Rewrite all of the lines below with every "hot tub" changed to "spa" and nothing else altered. Omit the pictures from your answer.

((

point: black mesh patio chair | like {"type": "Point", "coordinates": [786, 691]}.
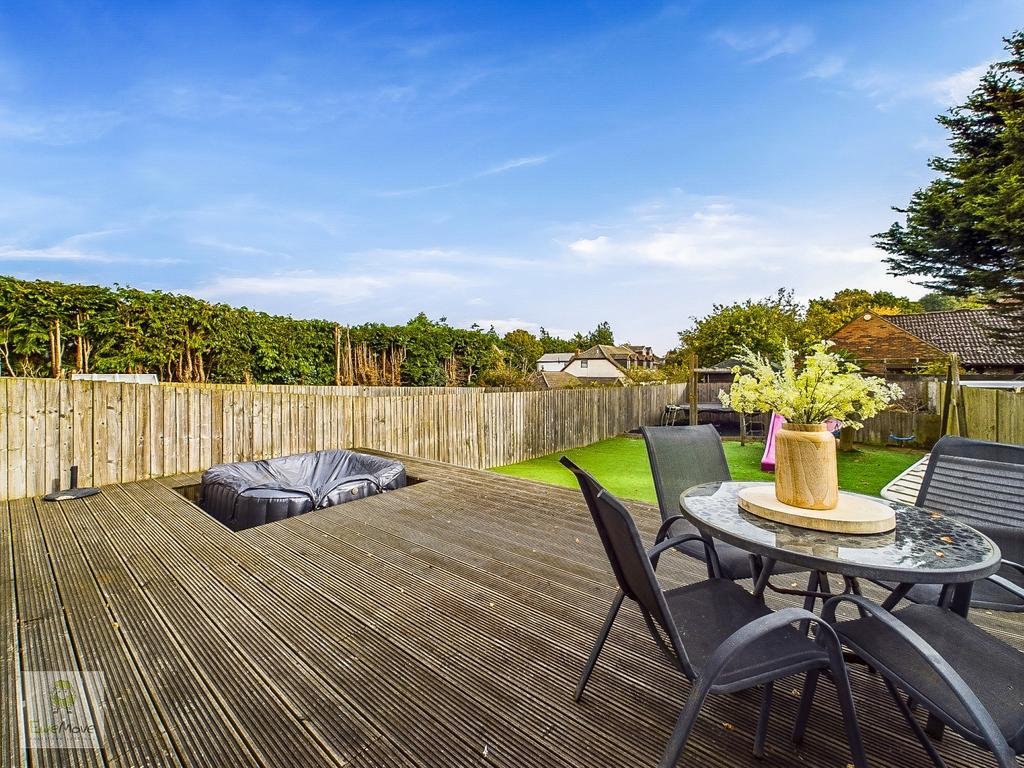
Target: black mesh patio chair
{"type": "Point", "coordinates": [681, 458]}
{"type": "Point", "coordinates": [733, 640]}
{"type": "Point", "coordinates": [970, 680]}
{"type": "Point", "coordinates": [980, 483]}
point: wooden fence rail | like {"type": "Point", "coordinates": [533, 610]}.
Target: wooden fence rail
{"type": "Point", "coordinates": [119, 432]}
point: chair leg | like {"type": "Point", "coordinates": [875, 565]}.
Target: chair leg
{"type": "Point", "coordinates": [762, 732]}
{"type": "Point", "coordinates": [915, 726]}
{"type": "Point", "coordinates": [806, 699]}
{"type": "Point", "coordinates": [596, 651]}
{"type": "Point", "coordinates": [849, 711]}
{"type": "Point", "coordinates": [684, 725]}
{"type": "Point", "coordinates": [813, 581]}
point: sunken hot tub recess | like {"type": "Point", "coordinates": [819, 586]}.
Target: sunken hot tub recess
{"type": "Point", "coordinates": [249, 494]}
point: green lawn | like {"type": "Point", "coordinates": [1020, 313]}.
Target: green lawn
{"type": "Point", "coordinates": [621, 465]}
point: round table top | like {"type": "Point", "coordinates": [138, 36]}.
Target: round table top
{"type": "Point", "coordinates": [925, 548]}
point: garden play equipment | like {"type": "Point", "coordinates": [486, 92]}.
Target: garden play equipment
{"type": "Point", "coordinates": [768, 460]}
{"type": "Point", "coordinates": [902, 437]}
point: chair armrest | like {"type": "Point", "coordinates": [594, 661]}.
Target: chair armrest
{"type": "Point", "coordinates": [654, 553]}
{"type": "Point", "coordinates": [989, 730]}
{"type": "Point", "coordinates": [763, 626]}
{"type": "Point", "coordinates": [1014, 589]}
{"type": "Point", "coordinates": [1015, 565]}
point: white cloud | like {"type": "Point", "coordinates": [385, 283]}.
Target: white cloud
{"type": "Point", "coordinates": [954, 89]}
{"type": "Point", "coordinates": [768, 43]}
{"type": "Point", "coordinates": [515, 163]}
{"type": "Point", "coordinates": [57, 127]}
{"type": "Point", "coordinates": [70, 250]}
{"type": "Point", "coordinates": [593, 246]}
{"type": "Point", "coordinates": [330, 289]}
{"type": "Point", "coordinates": [51, 253]}
{"type": "Point", "coordinates": [826, 69]}
{"type": "Point", "coordinates": [714, 233]}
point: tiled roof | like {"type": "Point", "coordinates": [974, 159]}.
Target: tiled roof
{"type": "Point", "coordinates": [964, 332]}
{"type": "Point", "coordinates": [603, 351]}
{"type": "Point", "coordinates": [555, 379]}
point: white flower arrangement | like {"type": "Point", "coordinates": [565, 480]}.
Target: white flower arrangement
{"type": "Point", "coordinates": [824, 387]}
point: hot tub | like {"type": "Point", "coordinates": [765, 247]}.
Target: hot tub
{"type": "Point", "coordinates": [249, 494]}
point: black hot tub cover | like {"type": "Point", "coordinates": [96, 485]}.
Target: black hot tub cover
{"type": "Point", "coordinates": [249, 494]}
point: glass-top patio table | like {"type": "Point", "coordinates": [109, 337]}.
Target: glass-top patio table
{"type": "Point", "coordinates": [925, 547]}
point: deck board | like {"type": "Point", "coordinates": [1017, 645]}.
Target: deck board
{"type": "Point", "coordinates": [440, 625]}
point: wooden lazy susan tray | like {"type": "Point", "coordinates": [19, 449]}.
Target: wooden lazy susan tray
{"type": "Point", "coordinates": [854, 514]}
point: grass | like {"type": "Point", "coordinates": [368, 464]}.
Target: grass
{"type": "Point", "coordinates": [621, 465]}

))

RESPONSE BELOW
point: black mesh patio chair | like {"type": "Point", "coordinates": [786, 691]}.
Target: black mesh patio chair
{"type": "Point", "coordinates": [681, 458]}
{"type": "Point", "coordinates": [733, 640]}
{"type": "Point", "coordinates": [970, 680]}
{"type": "Point", "coordinates": [980, 483]}
point: wooden fence rail | like {"type": "Point", "coordinates": [533, 610]}.
Target: wooden fence rail
{"type": "Point", "coordinates": [119, 432]}
point: chair leg | like {"type": "Point", "coordinates": [875, 565]}.
Target: chair leg
{"type": "Point", "coordinates": [762, 732]}
{"type": "Point", "coordinates": [915, 726]}
{"type": "Point", "coordinates": [806, 699]}
{"type": "Point", "coordinates": [596, 651]}
{"type": "Point", "coordinates": [849, 711]}
{"type": "Point", "coordinates": [684, 725]}
{"type": "Point", "coordinates": [813, 581]}
point: sunken spa recess | like {"type": "Point", "coordinates": [819, 586]}.
Target: sunken spa recess
{"type": "Point", "coordinates": [249, 494]}
point: green lawn | like {"type": "Point", "coordinates": [1020, 313]}.
Target: green lawn
{"type": "Point", "coordinates": [621, 465]}
point: round table top | like {"type": "Point", "coordinates": [138, 36]}.
Target: round table top
{"type": "Point", "coordinates": [925, 548]}
point: garden play equipment | like {"type": "Point", "coordinates": [486, 92]}.
Target: garden play equipment
{"type": "Point", "coordinates": [768, 460]}
{"type": "Point", "coordinates": [902, 437]}
point: chair armrest | like {"type": "Point", "coordinates": [594, 661]}.
Target: chair armrest
{"type": "Point", "coordinates": [654, 553]}
{"type": "Point", "coordinates": [989, 730]}
{"type": "Point", "coordinates": [763, 626]}
{"type": "Point", "coordinates": [1014, 589]}
{"type": "Point", "coordinates": [1015, 565]}
point: white cloud | like {"type": "Point", "coordinates": [385, 283]}.
Target: white cloud
{"type": "Point", "coordinates": [954, 89]}
{"type": "Point", "coordinates": [768, 43]}
{"type": "Point", "coordinates": [515, 163]}
{"type": "Point", "coordinates": [57, 127]}
{"type": "Point", "coordinates": [70, 250]}
{"type": "Point", "coordinates": [593, 246]}
{"type": "Point", "coordinates": [330, 289]}
{"type": "Point", "coordinates": [51, 253]}
{"type": "Point", "coordinates": [826, 69]}
{"type": "Point", "coordinates": [714, 233]}
point: tiled roof | like {"type": "Point", "coordinates": [974, 159]}.
Target: tiled roof
{"type": "Point", "coordinates": [964, 332]}
{"type": "Point", "coordinates": [603, 351]}
{"type": "Point", "coordinates": [555, 379]}
point: white flower arrangement | like {"type": "Point", "coordinates": [565, 480]}.
Target: white flower arrangement
{"type": "Point", "coordinates": [824, 387]}
point: spa | like {"type": "Point", "coordinates": [765, 247]}.
Target: spa
{"type": "Point", "coordinates": [249, 494]}
point: black spa cover | like {"type": "Point", "coordinates": [96, 485]}.
Target: black spa cover
{"type": "Point", "coordinates": [249, 494]}
point: glass-top patio table | like {"type": "Point", "coordinates": [109, 337]}.
Target: glass-top patio table
{"type": "Point", "coordinates": [925, 547]}
point: deck board | like {"type": "Point", "coordinates": [1017, 645]}.
Target: deck board
{"type": "Point", "coordinates": [440, 625]}
point: wooden lazy susan tray | like {"type": "Point", "coordinates": [19, 449]}.
Target: wooden lazy susan tray
{"type": "Point", "coordinates": [854, 514]}
point: grass | like {"type": "Point", "coordinates": [368, 464]}.
Target: grass
{"type": "Point", "coordinates": [621, 465]}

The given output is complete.